▶ [Aim] List every line of the material below that contains the word "black".

(Rows from a dataset)
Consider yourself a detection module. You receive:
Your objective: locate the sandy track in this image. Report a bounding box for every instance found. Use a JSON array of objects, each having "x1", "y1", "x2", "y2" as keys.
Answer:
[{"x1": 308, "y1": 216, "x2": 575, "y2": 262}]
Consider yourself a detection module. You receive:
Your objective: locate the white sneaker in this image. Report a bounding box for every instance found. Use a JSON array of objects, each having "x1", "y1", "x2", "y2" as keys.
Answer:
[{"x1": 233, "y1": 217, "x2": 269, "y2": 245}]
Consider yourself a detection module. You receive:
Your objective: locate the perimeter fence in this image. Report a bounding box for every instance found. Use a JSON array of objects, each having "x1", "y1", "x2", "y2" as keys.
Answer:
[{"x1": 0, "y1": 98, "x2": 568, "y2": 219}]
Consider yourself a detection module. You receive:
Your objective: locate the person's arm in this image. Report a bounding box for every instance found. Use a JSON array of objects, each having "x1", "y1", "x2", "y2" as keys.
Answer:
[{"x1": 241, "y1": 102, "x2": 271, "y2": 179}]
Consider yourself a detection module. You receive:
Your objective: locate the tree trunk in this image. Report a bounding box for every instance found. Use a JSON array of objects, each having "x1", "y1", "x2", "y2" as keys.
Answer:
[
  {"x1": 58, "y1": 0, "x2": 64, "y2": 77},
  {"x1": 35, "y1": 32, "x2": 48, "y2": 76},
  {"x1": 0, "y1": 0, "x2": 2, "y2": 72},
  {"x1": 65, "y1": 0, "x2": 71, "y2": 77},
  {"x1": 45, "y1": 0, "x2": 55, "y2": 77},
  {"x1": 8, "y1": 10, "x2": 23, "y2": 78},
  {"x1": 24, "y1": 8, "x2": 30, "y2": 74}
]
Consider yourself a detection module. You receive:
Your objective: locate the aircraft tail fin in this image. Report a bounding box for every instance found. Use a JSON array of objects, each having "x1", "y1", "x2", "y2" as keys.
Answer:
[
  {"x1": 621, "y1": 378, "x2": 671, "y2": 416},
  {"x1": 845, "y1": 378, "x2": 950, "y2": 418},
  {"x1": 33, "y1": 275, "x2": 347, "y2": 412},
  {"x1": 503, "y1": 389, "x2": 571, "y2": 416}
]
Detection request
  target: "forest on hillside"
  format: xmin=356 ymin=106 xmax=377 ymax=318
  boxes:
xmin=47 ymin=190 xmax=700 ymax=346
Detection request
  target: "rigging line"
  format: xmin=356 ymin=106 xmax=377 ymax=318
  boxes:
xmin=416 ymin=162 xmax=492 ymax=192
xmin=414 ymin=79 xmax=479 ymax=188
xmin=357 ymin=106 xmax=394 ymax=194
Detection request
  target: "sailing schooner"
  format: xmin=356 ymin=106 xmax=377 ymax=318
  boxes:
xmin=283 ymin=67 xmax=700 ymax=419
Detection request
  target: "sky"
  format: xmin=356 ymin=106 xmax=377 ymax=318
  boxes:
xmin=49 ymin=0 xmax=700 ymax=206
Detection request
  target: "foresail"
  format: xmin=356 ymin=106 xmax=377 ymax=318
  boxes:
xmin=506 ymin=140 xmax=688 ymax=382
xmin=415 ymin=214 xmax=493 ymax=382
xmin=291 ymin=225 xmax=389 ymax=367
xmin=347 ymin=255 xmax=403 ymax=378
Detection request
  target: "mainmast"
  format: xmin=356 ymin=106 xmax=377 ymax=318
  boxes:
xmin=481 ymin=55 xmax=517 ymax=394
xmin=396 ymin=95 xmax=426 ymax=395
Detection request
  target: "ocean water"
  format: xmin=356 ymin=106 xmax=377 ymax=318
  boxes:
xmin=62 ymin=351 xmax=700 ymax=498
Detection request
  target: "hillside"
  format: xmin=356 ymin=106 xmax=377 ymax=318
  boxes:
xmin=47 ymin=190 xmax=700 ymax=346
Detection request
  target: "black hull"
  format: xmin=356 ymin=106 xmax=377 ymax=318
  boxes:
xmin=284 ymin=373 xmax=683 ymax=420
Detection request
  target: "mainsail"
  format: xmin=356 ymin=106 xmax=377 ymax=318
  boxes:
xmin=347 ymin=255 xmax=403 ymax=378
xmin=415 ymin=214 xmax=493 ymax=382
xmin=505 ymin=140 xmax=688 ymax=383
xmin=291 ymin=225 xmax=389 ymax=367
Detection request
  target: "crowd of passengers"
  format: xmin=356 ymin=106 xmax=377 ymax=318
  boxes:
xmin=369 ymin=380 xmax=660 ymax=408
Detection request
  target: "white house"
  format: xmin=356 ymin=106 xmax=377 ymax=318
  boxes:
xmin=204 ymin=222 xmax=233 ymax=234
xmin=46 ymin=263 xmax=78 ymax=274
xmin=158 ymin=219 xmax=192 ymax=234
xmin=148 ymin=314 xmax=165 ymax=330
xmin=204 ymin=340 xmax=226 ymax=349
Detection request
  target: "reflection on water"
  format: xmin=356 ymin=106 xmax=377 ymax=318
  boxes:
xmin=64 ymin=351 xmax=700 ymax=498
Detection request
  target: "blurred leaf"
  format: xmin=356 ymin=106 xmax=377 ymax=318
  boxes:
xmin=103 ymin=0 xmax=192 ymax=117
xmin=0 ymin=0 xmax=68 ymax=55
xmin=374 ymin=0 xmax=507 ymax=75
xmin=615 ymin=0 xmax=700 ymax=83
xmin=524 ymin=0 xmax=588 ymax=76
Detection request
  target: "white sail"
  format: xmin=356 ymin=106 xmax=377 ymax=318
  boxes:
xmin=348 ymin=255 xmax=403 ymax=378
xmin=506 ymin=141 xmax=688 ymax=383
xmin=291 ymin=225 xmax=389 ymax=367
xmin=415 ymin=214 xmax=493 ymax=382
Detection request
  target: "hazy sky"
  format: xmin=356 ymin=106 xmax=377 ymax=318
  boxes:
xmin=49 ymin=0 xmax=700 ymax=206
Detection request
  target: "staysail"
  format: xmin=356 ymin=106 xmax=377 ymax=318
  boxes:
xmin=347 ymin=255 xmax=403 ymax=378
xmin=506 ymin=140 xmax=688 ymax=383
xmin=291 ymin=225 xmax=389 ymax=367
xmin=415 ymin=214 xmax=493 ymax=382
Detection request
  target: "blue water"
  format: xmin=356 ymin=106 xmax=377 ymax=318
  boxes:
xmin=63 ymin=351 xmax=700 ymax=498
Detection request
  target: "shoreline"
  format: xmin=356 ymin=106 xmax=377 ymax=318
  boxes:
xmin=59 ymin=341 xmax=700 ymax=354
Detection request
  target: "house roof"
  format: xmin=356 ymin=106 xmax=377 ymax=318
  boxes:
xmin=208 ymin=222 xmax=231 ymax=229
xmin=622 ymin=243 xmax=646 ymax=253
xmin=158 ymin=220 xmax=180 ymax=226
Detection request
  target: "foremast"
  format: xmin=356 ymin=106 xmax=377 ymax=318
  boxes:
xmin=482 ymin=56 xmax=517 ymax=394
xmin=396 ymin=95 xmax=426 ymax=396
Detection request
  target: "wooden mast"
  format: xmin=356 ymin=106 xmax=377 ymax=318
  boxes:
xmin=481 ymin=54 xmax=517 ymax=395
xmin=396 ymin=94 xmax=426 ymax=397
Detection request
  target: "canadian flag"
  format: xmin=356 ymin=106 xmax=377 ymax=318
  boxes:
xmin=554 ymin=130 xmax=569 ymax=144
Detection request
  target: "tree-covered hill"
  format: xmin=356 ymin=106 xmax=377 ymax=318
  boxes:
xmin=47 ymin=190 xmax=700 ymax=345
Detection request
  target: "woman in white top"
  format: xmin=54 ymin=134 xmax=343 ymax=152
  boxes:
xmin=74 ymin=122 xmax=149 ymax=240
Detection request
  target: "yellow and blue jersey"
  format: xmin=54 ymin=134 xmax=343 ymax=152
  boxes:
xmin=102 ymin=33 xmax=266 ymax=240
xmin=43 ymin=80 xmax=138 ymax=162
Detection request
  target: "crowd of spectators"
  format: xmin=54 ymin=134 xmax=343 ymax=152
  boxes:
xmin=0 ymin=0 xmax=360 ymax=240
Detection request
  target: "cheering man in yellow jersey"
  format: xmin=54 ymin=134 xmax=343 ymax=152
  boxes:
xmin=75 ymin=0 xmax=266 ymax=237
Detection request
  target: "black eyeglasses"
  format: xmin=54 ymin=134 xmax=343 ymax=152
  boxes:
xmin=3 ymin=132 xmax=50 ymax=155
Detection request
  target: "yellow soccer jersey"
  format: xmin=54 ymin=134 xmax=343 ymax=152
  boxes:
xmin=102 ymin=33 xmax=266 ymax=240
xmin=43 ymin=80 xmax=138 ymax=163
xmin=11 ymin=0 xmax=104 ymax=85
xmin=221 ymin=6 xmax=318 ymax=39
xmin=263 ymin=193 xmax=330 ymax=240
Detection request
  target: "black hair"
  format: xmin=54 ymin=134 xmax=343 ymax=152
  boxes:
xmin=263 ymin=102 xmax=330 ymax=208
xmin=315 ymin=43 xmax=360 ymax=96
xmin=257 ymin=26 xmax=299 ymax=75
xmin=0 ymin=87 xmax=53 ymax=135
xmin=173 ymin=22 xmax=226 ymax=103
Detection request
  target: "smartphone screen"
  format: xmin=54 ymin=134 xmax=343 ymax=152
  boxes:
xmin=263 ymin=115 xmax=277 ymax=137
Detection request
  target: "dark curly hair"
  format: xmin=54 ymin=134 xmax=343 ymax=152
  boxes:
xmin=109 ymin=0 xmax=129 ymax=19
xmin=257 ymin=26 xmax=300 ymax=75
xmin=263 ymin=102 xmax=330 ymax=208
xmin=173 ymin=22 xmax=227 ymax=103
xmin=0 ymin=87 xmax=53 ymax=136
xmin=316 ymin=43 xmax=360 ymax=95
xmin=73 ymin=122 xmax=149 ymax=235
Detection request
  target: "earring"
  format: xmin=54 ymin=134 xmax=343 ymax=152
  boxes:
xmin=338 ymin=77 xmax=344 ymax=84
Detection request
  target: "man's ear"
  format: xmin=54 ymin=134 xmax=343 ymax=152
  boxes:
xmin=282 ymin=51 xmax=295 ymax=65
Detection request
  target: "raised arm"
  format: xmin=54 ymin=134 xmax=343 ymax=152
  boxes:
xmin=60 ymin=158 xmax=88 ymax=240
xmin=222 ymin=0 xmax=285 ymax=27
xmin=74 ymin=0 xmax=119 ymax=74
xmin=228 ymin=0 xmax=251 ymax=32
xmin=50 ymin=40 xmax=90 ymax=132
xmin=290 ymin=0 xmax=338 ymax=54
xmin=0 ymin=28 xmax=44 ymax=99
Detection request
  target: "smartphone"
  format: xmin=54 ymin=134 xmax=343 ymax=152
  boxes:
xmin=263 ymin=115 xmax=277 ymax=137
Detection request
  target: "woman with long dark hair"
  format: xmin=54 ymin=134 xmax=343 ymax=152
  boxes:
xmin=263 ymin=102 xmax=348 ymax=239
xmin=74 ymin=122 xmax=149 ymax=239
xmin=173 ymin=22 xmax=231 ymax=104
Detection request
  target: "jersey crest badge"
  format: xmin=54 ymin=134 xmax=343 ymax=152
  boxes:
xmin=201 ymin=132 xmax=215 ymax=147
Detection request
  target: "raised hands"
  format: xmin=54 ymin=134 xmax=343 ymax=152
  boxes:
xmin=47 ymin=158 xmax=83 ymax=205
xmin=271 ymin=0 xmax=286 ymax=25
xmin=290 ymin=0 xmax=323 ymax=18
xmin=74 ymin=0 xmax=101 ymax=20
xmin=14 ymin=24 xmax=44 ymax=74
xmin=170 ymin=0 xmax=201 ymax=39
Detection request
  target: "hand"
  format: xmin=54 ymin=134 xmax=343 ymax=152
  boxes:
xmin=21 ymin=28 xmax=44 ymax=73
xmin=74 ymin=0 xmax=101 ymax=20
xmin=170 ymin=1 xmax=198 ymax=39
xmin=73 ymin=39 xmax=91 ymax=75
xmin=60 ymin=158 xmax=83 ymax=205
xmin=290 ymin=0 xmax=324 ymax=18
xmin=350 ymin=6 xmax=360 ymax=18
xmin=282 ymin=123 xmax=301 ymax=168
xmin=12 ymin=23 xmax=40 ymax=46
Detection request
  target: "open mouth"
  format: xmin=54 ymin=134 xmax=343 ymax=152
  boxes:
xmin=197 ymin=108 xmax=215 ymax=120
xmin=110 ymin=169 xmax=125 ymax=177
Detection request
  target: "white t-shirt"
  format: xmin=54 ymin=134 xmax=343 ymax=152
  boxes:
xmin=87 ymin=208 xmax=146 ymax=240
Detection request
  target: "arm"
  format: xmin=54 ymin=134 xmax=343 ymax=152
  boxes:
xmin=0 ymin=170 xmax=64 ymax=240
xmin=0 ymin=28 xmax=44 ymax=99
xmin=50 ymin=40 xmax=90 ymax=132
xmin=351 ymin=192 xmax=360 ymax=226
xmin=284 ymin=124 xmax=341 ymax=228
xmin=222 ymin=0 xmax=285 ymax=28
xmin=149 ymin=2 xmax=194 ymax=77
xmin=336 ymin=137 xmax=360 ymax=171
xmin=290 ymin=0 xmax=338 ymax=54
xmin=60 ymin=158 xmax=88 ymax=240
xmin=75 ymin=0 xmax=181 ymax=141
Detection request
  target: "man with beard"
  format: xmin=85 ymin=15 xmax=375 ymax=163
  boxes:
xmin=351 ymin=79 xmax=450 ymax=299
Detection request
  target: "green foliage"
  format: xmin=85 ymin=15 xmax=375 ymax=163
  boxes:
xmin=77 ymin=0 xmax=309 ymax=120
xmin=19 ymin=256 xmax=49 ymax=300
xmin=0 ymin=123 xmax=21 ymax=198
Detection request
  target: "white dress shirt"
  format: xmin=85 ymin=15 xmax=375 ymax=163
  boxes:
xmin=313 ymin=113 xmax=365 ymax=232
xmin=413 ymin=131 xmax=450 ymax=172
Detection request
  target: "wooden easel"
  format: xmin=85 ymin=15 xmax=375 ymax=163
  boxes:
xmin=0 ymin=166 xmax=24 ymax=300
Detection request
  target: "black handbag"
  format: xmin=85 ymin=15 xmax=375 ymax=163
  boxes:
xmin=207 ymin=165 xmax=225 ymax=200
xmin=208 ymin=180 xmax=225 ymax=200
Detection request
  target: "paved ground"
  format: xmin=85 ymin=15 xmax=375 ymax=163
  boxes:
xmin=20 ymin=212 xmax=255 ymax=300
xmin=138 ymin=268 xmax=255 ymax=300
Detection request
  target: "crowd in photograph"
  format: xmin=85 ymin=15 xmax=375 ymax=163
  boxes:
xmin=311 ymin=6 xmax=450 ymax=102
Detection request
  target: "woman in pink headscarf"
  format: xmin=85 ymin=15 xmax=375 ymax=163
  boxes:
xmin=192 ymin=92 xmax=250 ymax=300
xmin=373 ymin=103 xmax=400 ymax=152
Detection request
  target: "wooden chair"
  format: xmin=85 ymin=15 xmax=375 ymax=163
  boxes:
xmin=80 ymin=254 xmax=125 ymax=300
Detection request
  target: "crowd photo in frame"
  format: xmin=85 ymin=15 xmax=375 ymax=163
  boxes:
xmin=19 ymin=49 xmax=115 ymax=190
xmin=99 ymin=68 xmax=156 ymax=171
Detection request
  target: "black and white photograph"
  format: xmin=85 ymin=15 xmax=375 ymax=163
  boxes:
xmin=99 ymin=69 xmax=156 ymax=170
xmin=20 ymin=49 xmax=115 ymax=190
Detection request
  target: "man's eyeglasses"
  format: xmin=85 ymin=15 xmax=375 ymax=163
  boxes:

▶ [Response below]
  target: "black hull"
  target: "black eyeglasses"
  target: "black hair"
  target: "black handbag"
  target: "black and white photograph"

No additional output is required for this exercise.